● Description of the task: Your output is to consist only of the line containing "Target: man's eyeglasses" and the lines after it, through the end of the data, reproduced exactly.

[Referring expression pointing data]
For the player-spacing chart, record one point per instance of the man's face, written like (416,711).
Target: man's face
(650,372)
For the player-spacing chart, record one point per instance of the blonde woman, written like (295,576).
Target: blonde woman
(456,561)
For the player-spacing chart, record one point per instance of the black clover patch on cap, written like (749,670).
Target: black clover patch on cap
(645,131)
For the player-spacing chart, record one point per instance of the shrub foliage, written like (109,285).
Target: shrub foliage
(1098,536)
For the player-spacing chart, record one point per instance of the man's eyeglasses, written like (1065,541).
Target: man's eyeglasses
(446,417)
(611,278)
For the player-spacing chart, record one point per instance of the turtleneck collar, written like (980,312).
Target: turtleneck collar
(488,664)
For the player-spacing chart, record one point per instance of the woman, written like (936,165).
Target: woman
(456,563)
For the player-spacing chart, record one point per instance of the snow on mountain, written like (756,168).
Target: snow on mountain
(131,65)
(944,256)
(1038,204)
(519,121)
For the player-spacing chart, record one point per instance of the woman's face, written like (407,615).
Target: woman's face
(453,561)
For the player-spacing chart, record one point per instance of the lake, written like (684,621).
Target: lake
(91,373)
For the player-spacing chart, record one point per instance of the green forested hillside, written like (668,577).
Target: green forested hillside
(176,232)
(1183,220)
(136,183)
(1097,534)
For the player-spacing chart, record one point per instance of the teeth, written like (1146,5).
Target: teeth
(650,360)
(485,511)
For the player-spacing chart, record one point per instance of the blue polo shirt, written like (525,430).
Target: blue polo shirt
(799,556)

● Solution to the exercise:
Target: man's eyeglasses
(446,417)
(611,278)
For the player-spacing chart, record one point per instance of the turtleneck collar, written like (980,312).
Target: turtleneck collar
(488,664)
For the player-spacing chart, record one point per instance of the woman, written like (936,165).
Target: woman
(456,563)
For the player-spacing chart, record one point per instance of the snow on mountain, written like (756,168).
Target: snow on mountain
(131,65)
(944,256)
(1038,204)
(519,121)
For the player-spacing chart, record one point per instance of the woman's face, written like (407,615).
Target: woman's face
(453,561)
For the player-spacing chart, record one point per instance of the lake, written like (684,621).
Target: lake
(91,373)
For the player-spacing chart, record one point per instance of the green forested hillside, written like (668,577).
Target: green forested hillside
(176,232)
(1183,220)
(136,183)
(1097,534)
For the player-spacing chart, record one point per instance of the teeth, written like (1146,5).
Target: teeth
(650,360)
(485,511)
For the player-spacing chart, record one point per instance of the blue polo shirt, written like (525,430).
Target: blue polo shirt
(799,556)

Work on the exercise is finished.